First Amendment to Receivables-Based Credit Agreement
On June 12, 2023, Clear Channel Outdoor Holdings, Inc. (the “Company”) entered into an amendment (the “Receivables-Based Credit Agreement Amendment”) to the Company’s receivables-based credit agreement, dated as of August 23, 2019 (as amended, restated, amended and restated, supplemented or otherwise modified, the “Receivables-Based Credit Agreement”) with Deutsche Bank AG New York Branch, as administrative agent and collateral agent, and the other lenders party thereto. The Receivables-Based Credit Agreement governs the Company’s receivables-based facility (the “Receivables-Based Credit Facility”).
Pursuant to the Receivables-Based Credit Agreement Amendment, among other things: (i) the maturity date of the Receivables-Based Credit Facility was extended to August 23, 2026; (ii) the revolving credit commitments were increased from $125,000,000 to $175,000,000; and (iii) the benchmark interest rate provisions were amended to replace the London Interbank Offered Rate (“LIBOR”) with a term rate based on the Secured Overnight Financing Rate (“Term SOFR”) for revolving loans extended in dollars, a term rate based on the Canadian Dollar Offered Rate (“CDOR”) for revolving loans extended in Canadian dollars, a term rate based on the Euro InterBank Offered Rate (“EURIBOR”) for revolving loans extended in euros, and a daily rate (“Adjusted Daily Simple RFR”) based on the Sterling Overnight Index Average (“SONIA”), for revolving loans extended in pounds sterling as the reference rates for purposes of calculating interest related to the Receivables-Based Credit Facility. Following the Receivables-Based Credit Agreement Amendment, the interest rate margin for borrowings under the Receivables-Based Credit Facility and letter of credit fees will be set at 1.50% for revolving loans extended in Term SOFR, CDOR, EURIBOR or Adjusted Daily Simple RFR, 0.50% for revolving loans extended at the base rate and 1.50% for letter of credit fees, with two step-ups to: (i) 1.75% for revolving loans extended in Term SOFR, CDOR, EURIBOR or Adjusted Daily Simple RFR, 1.00% for revolving loans extended at the base rate and 1.75% for letter of credit fees if average excess availability is less than 66.6% but greater than or equal to 33.3%, and (ii) 2.00% for revolving loans extended in Term SOFR, CDOR, EURIBOR or Adjusted Daily Simple RFR, 1.50% for revolving loans extended at the base rate and 2.00% for letter of credit fees if average excess availability is less than 33.3%. Following the Receivables-Based Credit Agreement Amendment, the commitment fee rate will be set at 0.25% with two step-ups to: (i) 0.3125% if average daily revolving credit exposure (as a percentage of revolving credit commitments) is less than 66.6% but greater than or equal to 33.3%; and (ii) 0.375% if average daily revolving credit exposure (as a percentage of revolving credit commitments) is less than 33.3%.

==========

= Task requirements =
Say whether each statement agrees with the credit agreement amendment passage, answering yes or no and quoting the words of the passage that decide it. 1. The amendment raised the revolving credit commitments to $175,000,000. 2. After the amendment, the commitment fee rate is set at 0.375% before any step-up. 3. Revolving loans extended in euros use a rate based on the Sterling Overnight Index Average.

(Entries from a point annotation set)

==========

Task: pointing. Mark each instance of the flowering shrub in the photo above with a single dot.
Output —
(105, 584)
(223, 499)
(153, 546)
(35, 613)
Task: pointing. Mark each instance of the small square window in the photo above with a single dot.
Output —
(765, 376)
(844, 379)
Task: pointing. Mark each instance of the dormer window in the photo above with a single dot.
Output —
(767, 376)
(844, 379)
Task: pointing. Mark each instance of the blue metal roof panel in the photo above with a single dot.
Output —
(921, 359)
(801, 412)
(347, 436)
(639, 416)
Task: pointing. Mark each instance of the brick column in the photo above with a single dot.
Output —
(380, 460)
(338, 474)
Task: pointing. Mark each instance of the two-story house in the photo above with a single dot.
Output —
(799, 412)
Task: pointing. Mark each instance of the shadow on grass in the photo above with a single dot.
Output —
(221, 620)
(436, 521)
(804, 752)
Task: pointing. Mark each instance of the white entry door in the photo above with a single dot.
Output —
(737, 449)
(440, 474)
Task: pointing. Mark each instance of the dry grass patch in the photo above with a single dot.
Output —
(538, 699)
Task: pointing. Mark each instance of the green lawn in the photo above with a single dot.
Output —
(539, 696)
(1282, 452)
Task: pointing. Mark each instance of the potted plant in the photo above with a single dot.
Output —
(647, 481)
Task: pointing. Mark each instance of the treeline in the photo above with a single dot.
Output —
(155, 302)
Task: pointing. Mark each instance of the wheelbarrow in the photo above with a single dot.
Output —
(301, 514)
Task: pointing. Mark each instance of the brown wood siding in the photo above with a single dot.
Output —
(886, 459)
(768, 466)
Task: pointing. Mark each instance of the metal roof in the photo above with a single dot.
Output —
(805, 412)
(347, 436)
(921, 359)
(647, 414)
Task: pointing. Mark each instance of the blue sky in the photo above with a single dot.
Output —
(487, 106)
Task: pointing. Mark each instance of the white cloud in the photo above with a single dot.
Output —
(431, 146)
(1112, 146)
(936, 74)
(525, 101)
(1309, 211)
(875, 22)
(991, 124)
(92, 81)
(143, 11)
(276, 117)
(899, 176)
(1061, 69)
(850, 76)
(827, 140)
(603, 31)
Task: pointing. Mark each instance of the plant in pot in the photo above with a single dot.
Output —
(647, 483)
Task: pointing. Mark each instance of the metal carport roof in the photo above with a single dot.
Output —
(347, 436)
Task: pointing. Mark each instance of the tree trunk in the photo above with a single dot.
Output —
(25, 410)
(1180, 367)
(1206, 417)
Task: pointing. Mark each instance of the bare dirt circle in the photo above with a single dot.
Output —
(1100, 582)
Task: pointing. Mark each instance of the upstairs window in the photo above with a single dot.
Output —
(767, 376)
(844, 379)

==========

= The output =
1. Yes: "the revolving credit commitments were increased from $125,000,000 to $175,000,000"
2. No: "the commitment fee rate will be set at 0.25%"
3. No: "a term rate based on the Euro InterBank Offered Rate (“EURIBOR”) for revolving loans extended in euros"